[QUOTED PASSAGE]
____________________

By David Silverberg     Dec 25, 2011 in Entertainment
Erika Simmons doesn't want to create art with the usual paintbrush and canvas. Instead, her portraits are composed from materials we often discard, such as reels, cassette tapes, old books and magazines.
The 28-year-old Princeton artist plays with media we take for granted, like old film reels, and breathes fresh life into portraits of historical figures, from Marilyn Monroe to Albert Einstein to Jimi Hendrix. She approaches her creativity with the another-man's-garbage-is-another-man's-treasure position - why not have fun with products we often throw away and easily forget?
Her work is reminiscent of another artist profiled on Digital Journal - Arvind Gupta makes toys out of junk, such as Popsicle sticks and empty pencil cases.
A self-taught artist who loves conceptual art, Simmons took some time to answer questions about her artwork and what piece she especially loves.
Digital Journal: When did you first want to create portraits out of items they represent?
Erika Simmons: I have to credit [computer graphics artist] Ken Knowlton with the spark that lit the flame - his portrait of Einstein using nothing but dice blew my mind. I loved the idea and tried to make my own interpretation
DJ: How many of these portraits have you created? Are you working on any now?

____________________

[DATASET EXCERPT]
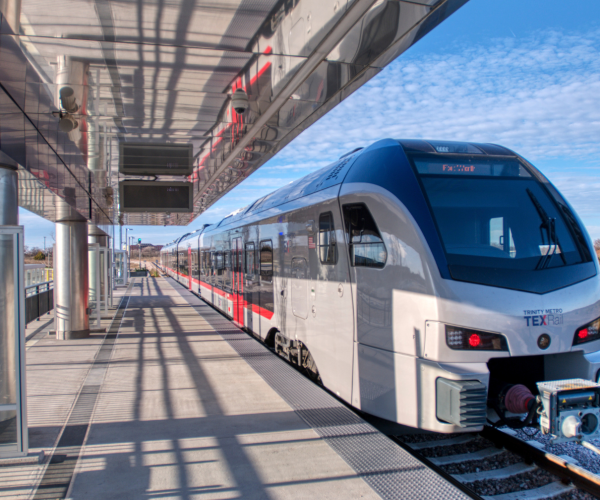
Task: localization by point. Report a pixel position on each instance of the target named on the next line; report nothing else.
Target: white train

____________________

[YOUR GOAL] In the article about Erika Simmons, whose portrait of Einstein made from dice first sparked her idea? The listing has no role in this.

[ANSWER TO THE TASK] Ken Knowlton's.